§ **Given task**
Set down the material below in full, matching it exactly.

□ □ □

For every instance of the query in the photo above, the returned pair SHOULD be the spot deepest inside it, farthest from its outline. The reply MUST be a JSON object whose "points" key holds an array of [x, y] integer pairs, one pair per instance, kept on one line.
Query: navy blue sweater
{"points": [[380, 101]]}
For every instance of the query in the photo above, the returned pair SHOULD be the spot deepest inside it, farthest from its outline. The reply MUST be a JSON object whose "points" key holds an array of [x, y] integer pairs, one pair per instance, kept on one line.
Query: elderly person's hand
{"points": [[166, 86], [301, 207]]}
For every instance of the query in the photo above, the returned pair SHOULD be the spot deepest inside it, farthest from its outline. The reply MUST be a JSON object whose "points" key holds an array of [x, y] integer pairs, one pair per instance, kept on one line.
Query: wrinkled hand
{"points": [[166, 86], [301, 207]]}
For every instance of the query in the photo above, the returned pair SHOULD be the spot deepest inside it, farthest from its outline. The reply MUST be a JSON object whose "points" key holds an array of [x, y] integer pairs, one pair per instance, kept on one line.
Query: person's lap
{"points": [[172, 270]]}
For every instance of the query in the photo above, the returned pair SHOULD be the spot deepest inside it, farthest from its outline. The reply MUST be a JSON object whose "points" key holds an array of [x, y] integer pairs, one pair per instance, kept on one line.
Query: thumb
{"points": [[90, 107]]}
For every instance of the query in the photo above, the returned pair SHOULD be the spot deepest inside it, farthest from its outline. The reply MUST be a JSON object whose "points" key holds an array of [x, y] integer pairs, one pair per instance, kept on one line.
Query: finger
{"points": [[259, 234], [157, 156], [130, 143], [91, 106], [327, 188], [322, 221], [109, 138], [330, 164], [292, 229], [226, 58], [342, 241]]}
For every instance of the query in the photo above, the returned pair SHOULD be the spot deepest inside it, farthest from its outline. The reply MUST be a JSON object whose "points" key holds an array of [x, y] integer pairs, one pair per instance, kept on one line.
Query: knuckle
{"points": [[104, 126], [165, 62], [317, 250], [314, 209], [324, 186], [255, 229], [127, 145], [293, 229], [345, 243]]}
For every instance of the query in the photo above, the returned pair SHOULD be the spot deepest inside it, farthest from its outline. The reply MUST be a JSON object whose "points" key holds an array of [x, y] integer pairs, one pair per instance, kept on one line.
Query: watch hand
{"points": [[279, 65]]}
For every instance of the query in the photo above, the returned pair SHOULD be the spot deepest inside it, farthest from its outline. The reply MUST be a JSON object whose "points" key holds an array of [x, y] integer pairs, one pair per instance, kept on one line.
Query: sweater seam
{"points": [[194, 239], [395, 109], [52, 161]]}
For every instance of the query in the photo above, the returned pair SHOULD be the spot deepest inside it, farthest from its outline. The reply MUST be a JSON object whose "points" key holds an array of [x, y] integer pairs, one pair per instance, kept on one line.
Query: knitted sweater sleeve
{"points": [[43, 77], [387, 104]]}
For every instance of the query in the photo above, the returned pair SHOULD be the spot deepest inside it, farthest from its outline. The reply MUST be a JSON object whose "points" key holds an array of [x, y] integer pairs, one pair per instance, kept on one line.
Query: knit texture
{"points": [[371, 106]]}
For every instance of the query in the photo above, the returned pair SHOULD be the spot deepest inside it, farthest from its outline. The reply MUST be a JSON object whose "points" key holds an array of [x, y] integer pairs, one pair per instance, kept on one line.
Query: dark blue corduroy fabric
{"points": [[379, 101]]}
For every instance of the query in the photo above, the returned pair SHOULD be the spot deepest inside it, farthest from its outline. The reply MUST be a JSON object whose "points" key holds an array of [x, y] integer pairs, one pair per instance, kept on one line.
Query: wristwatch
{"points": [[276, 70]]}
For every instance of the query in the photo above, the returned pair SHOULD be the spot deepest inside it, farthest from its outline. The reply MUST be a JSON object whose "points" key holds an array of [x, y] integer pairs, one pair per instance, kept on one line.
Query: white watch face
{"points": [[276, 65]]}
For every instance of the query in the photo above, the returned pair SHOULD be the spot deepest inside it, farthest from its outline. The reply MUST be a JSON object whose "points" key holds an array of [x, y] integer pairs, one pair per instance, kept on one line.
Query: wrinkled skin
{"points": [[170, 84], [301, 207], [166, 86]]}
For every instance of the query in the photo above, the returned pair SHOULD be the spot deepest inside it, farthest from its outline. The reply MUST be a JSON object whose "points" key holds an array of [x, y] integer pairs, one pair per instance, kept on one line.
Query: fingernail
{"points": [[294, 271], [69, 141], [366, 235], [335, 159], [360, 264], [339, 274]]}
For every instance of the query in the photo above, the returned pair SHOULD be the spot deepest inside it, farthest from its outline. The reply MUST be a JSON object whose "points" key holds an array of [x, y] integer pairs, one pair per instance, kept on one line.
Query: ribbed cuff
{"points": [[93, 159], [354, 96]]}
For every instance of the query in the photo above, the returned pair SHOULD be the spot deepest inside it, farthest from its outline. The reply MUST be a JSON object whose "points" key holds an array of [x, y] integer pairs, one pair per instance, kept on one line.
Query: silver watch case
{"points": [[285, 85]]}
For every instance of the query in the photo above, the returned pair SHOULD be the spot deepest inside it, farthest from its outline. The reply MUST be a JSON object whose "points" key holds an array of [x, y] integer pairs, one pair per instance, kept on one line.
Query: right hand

□ □ □

§ **Worked answer**
For every instance of the query in the photo above, the returned pair SHOULD be the spot deepest inside it, farthest from its outline. The reply MUST be a JSON object whose "points" key holds an array of [x, y] integer pairs, one pair per instance, kept on one line.
Query: navy blue sweater
{"points": [[380, 101]]}
For every instance of the query in the photo above, the returned pair SHOULD be the spot deepest inside it, farthest from its outline. The reply MUST be a JSON object whose "points" key holds an array of [x, y] integer pairs, one pair per instance, kept on one line.
Query: elderly person's hand
{"points": [[166, 86], [301, 207]]}
For every instance of the query in the photo above, the returned pair SHOULD be the spot deepest inside it, farthest from its outline. The reply MUST be a JSON object whose "points" key holds an array of [x, y] integer pairs, one pair per instance, kept on one line.
Query: wrinkled hand
{"points": [[166, 86], [301, 207]]}
For every instance of the query in the photo above, the returned pair SHOULD be the spot deepest inside it, farthest from its outline. The reply MUST be a JSON object whose "points" key holds an array of [x, y] integer pairs, one pair per instance, kept on one line.
Query: person's lap
{"points": [[172, 270]]}
For every instance of the query in the photo above, the returned pair SHOULD be the spot deepest inside it, farthest from its outline. The reply MUST be a JSON object whose "points" key holds an array of [x, y] integer pairs, one pair per instance, kept on one line.
Query: thumb
{"points": [[90, 107]]}
For every instance of the query in the photo above, the returned pair SHOULD be the spot deepest inside it, farthest from its outline. The reply MUST be a JSON object whose "points" key holds an array of [x, y] integer pairs, one pair per instance, kept on one line.
Query: finger
{"points": [[259, 234], [157, 156], [130, 143], [91, 106], [327, 188], [322, 221], [109, 138], [330, 164], [292, 229], [226, 58], [342, 241]]}
For every instance of the query in the photo above, the returned pair SHOULD be the spot deepest inside it, farthest from its outline. The reply MUST be a JSON object whose "points" key holds an array of [x, y] integer pairs, one pair per instance, kept on one line.
Query: knuckle
{"points": [[104, 126], [165, 62], [317, 250], [314, 209], [324, 186], [255, 229], [127, 145], [293, 229], [345, 243]]}
For every instance of the query in the photo above, the returned pair SHOULD be the spot deepest inside it, farthest from its outline. The reply MUST be a JSON object whose "points" key holds an array of [x, y] integer pairs, one pair per instance, kept on one line.
Query: watch hand
{"points": [[279, 65]]}
For every instance of the query in the photo above, the returned pair SHOULD be the spot deepest inside it, farthest from its outline. The reply MUST be a JSON object whose "points" key holds an array of [x, y] integer pairs, one pair per instance, kept on one line.
Query: sweater seam
{"points": [[194, 239], [395, 109], [52, 161]]}
For every instance of the query in the photo above, the returned pair SHOULD be the spot deepest inside it, farthest from its outline. The reply MUST be a JSON object whose "points" key holds an array of [x, y] integer pairs, one pair per instance, kept on one line.
Query: knitted sweater sleeve
{"points": [[43, 77], [387, 104]]}
For every instance of the query in the photo above, the returned pair SHOULD be the spot deepest inside it, farthest from its outline. The reply MUST be a JSON object whose "points" key holds an array of [x, y] integer pairs, one pair per instance, kept on one line.
Query: knit texture
{"points": [[371, 106]]}
For every instance of the query in the photo above, the returned pair SHOULD be the spot deepest inside it, farthest from its outline. The reply MUST be a JSON object whose "points" key holds an array of [x, y] integer pairs, one pair per instance, kept on one line.
Query: dark blue corduroy fabric
{"points": [[379, 101]]}
For every instance of the query in the photo above, the returned pair SHOULD be the spot deepest inside it, farthest from its outline. The reply MUST be a JSON object whose "points" key holds an array of [x, y] integer pairs, one pair per instance, kept on one line.
Query: wristwatch
{"points": [[276, 70]]}
For every instance of the query in the photo above, the returned pair SHOULD be the spot deepest inside it, farthest from its outline. The reply MUST be a JSON object whose "points" key holds an array of [x, y] integer pairs, one pair per instance, kept on one line.
Query: white watch face
{"points": [[276, 65]]}
For every instance of the query in the photo above, the returned pair SHOULD be the spot deepest inside it, farthest from its outline. The reply MUST be a JSON object whose "points" key holds an array of [x, y] integer pairs, one pair per instance, kept on one line.
Query: wrinkled skin
{"points": [[170, 84], [301, 207], [166, 86]]}
For every instance of the query in the photo above, the returned pair SHOULD be the spot deepest inside it, farthest from its outline. The reply MUST be a JSON object whose "points" key holds an array of [x, y] integer pairs, one pair per instance, kept on one line.
Query: fingernail
{"points": [[294, 271], [69, 141], [366, 235], [335, 159], [360, 264], [339, 274]]}
For every instance of the query in the photo above, the returned pair SHOULD be the spot deepest inside it, farthest from its outline. The reply MUST be a JSON object whose "points" key holds an array of [x, y] integer pairs, one pair per instance, kept on one line.
Query: ribbed cuff
{"points": [[93, 159], [354, 96]]}
For every instance of the query in the photo above, the returned pair SHOULD be the spot deepest inside it, farthest from its outline. The reply MUST be a JSON object whose "points" key holds an array of [x, y] integer pairs, one pair per instance, kept on one line.
Query: silver watch case
{"points": [[285, 85]]}
For every instance of the query in the photo above, the returned pair SHOULD be the spot deepest inside it, farthest from its outline. The reply MUST be a JSON object whose "points" key holds an array of [x, y] integer pairs, one pair per instance, kept on one line.
Query: right hand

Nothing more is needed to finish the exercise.